- **Directions**
Filter the data below and copy out every line that contains the word "building", treating uppercase and lowercase as distinct.

- **The records**
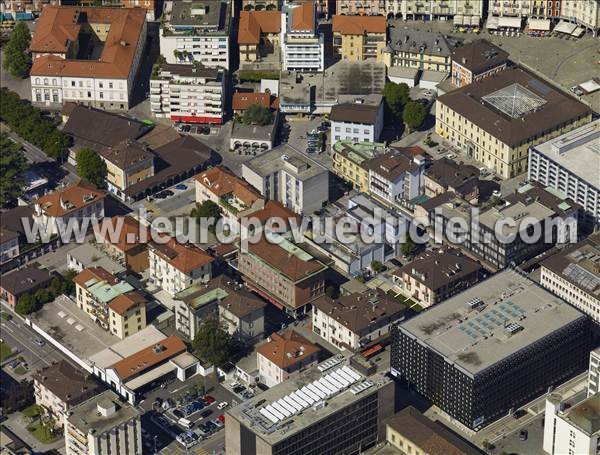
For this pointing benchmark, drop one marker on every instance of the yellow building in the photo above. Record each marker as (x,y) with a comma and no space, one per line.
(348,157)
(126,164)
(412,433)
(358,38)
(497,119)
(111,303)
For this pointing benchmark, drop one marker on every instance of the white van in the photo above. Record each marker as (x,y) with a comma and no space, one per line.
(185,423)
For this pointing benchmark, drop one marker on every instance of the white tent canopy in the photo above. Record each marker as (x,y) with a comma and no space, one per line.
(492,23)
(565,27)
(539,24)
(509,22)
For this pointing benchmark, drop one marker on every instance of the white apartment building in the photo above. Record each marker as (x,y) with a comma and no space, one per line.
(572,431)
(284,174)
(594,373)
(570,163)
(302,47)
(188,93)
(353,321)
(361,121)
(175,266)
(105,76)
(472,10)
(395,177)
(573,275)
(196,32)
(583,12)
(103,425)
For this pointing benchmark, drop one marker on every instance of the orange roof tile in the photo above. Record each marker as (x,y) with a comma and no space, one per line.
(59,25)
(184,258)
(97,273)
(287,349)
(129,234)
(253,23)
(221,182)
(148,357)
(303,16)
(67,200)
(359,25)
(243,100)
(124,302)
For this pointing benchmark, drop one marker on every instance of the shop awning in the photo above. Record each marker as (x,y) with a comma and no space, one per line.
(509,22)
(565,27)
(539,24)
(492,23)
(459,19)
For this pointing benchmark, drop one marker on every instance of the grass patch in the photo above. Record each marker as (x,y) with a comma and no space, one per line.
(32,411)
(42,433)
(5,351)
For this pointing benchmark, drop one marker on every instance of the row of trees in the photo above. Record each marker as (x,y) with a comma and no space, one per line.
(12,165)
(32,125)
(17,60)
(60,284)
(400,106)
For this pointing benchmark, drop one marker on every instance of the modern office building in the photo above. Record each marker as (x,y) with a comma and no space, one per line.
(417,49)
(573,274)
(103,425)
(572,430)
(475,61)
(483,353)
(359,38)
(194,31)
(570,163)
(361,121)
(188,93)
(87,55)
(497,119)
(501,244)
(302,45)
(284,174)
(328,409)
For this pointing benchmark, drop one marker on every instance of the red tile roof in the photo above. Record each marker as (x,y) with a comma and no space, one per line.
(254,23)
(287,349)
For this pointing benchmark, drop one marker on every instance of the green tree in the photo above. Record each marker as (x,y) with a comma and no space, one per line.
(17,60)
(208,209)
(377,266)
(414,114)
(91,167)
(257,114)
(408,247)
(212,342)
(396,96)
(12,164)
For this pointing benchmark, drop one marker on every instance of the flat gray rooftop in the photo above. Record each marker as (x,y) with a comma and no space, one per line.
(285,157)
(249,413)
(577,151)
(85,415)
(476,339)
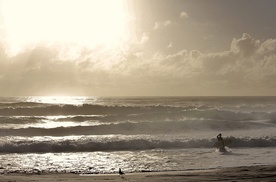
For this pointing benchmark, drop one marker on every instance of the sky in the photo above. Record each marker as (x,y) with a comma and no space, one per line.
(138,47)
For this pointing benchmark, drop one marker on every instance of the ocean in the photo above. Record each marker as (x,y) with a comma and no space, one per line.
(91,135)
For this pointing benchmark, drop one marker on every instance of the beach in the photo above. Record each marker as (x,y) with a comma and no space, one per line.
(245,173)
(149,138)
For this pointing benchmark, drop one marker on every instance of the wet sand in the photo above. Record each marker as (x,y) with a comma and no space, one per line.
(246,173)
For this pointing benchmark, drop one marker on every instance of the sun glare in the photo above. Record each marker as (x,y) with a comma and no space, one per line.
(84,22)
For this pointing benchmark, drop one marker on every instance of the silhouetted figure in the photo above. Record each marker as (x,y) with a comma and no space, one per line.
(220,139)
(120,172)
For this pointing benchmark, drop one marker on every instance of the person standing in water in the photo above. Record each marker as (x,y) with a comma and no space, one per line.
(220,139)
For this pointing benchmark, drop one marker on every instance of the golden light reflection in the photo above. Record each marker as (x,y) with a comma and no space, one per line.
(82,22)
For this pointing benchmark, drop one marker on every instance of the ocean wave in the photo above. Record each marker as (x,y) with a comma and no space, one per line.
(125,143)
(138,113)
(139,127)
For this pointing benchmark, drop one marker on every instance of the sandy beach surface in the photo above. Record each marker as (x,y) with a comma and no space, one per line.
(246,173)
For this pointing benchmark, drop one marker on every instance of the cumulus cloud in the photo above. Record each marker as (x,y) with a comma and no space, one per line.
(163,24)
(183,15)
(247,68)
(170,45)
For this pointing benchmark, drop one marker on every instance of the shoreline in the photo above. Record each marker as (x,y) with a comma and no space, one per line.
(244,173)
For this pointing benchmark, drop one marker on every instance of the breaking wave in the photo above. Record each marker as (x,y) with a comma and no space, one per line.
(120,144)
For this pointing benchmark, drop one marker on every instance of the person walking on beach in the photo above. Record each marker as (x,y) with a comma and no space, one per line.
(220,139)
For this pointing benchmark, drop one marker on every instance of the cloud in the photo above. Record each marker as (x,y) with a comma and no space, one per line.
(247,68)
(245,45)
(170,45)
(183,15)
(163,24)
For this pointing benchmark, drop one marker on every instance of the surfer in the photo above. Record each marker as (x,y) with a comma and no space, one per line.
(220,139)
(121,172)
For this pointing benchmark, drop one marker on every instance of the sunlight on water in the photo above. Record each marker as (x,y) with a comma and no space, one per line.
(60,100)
...
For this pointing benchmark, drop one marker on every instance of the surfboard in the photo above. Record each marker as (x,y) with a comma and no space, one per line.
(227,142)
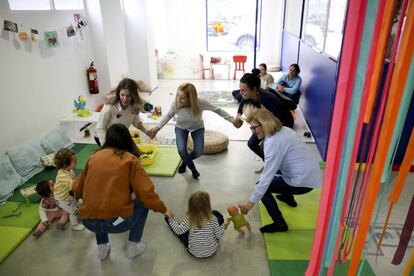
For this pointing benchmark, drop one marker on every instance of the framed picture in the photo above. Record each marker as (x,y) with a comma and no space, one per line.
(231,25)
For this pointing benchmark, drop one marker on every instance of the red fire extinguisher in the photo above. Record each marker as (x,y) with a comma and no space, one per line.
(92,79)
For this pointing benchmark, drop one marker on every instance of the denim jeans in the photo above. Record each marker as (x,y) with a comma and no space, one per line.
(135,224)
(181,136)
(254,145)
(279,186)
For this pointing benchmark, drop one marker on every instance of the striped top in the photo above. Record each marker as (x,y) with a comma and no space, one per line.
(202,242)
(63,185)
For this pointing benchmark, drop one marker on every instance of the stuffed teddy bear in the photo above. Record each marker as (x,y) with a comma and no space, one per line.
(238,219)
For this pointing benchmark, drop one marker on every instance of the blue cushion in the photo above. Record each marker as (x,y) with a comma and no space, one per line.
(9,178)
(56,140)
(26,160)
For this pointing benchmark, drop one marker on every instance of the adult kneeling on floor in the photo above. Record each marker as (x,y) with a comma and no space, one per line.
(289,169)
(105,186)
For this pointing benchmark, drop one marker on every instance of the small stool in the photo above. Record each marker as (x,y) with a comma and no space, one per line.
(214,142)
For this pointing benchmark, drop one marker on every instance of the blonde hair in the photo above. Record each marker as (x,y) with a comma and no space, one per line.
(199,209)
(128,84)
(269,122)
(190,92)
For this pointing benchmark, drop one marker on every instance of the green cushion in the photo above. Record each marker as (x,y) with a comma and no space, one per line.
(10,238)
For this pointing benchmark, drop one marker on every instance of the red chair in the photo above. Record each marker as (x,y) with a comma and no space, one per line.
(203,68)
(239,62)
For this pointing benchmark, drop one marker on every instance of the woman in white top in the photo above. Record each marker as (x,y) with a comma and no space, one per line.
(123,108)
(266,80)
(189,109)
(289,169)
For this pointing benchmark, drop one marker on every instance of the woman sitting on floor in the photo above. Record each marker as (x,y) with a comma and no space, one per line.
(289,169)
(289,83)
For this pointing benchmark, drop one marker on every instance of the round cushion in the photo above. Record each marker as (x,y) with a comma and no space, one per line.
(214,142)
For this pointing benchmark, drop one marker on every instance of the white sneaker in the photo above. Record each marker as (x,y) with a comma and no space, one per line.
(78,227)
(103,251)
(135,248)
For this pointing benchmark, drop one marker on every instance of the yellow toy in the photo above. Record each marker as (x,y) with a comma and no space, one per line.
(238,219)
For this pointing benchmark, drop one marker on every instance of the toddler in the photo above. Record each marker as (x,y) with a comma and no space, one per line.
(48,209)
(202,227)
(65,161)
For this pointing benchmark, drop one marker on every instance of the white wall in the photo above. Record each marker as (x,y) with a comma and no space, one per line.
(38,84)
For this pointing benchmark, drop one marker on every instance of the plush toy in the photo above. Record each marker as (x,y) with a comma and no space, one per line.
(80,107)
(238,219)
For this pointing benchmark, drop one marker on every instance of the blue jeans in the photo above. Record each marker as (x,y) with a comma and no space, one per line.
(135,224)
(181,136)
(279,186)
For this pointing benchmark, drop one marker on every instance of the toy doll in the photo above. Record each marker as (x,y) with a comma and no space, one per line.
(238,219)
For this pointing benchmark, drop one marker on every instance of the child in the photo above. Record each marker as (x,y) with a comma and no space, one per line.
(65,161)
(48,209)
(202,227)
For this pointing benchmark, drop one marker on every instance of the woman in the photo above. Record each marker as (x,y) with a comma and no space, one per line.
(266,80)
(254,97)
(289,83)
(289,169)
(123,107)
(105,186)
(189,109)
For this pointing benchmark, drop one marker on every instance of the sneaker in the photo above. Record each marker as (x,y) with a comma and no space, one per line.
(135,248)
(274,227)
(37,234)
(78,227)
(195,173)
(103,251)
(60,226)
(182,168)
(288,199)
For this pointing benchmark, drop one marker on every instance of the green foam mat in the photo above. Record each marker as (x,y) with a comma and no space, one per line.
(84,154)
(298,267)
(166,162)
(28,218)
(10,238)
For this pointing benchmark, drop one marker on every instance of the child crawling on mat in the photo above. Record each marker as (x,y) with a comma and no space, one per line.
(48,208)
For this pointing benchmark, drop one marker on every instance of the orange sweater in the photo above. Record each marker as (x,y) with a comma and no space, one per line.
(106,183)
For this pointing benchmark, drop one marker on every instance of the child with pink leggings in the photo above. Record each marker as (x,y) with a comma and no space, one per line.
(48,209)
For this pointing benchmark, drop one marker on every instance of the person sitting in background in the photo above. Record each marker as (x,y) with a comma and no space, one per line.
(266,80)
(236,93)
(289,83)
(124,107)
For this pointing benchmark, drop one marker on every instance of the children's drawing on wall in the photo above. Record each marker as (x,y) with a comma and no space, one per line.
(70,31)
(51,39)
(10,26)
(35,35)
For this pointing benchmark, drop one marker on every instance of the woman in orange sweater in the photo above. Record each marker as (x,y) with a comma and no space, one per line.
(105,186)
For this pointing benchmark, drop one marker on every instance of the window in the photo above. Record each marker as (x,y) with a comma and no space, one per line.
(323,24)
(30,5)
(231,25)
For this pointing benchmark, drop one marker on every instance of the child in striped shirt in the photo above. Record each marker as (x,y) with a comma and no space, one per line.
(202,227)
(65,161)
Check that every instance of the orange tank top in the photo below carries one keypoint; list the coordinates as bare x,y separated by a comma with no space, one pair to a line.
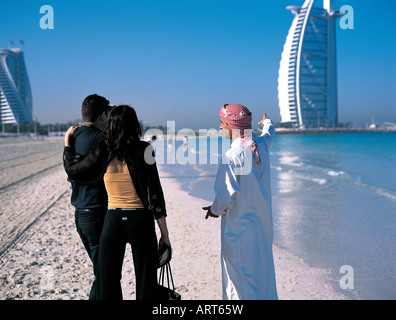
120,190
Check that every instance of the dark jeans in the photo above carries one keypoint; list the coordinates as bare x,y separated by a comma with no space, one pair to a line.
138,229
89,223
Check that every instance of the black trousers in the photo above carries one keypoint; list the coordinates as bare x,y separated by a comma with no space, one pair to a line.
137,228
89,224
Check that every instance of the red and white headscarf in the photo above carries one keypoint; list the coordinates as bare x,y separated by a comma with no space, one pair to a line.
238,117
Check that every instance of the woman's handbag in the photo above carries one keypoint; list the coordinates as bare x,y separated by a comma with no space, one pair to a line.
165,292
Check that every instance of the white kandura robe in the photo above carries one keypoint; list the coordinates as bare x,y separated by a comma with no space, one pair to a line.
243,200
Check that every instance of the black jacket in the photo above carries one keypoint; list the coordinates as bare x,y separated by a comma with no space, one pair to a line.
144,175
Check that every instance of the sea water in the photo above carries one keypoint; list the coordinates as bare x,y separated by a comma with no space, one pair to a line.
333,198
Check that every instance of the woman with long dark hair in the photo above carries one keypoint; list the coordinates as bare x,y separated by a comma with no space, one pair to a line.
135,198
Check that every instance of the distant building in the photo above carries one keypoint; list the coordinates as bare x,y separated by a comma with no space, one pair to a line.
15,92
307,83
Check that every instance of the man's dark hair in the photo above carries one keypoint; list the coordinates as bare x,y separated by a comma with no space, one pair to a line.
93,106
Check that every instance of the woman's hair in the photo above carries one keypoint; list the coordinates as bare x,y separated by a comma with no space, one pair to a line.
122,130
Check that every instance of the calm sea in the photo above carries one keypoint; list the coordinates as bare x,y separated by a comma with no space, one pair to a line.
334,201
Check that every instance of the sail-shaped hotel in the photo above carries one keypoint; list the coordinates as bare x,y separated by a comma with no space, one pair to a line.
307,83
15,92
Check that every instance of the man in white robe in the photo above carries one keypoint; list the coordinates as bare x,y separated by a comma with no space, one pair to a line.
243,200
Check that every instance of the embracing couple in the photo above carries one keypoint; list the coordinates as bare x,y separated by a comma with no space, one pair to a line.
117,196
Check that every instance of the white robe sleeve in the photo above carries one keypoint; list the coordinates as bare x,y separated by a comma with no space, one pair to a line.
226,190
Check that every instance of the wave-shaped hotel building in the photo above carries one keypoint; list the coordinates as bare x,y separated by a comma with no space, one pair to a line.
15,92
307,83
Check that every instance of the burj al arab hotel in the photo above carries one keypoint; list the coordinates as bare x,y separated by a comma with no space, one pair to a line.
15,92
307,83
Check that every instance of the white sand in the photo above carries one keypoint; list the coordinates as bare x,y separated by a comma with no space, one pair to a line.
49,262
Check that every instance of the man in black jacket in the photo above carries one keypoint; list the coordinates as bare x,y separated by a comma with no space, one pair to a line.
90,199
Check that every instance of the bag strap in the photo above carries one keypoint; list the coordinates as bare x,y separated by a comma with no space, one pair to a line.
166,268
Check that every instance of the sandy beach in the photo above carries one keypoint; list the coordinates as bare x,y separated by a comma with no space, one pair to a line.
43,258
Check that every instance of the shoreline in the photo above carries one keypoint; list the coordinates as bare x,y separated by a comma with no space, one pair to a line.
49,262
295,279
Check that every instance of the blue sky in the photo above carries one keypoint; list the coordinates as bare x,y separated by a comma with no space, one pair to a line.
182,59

- **Expected output**
For this pointing benchmark, drop one marker on every instance of the yellow building in the photo above. Record each marker as (x,y) with a comma and no space, one per line.
For this pointing benchmark, drop one marker on every instance of the white apartment building in the photo above. Record each marker as (x,y) with a comma and no space, one per line.
For this pointing benchmark, drop one marker on every instance of the modern office building in the photo above. Record each marker as (x,y) with a comma and no space, one per line.
Check that every instance of the distant building in the photo above carries one keypoint; list the coordinates as bare x,y separated by a comma with no space, one pair to a line.
Check that every instance of the wave-shaped hotel building in the photo above carries one keypoint; list the coordinates as bare x,y separated by a comma with no space, one pair to a line.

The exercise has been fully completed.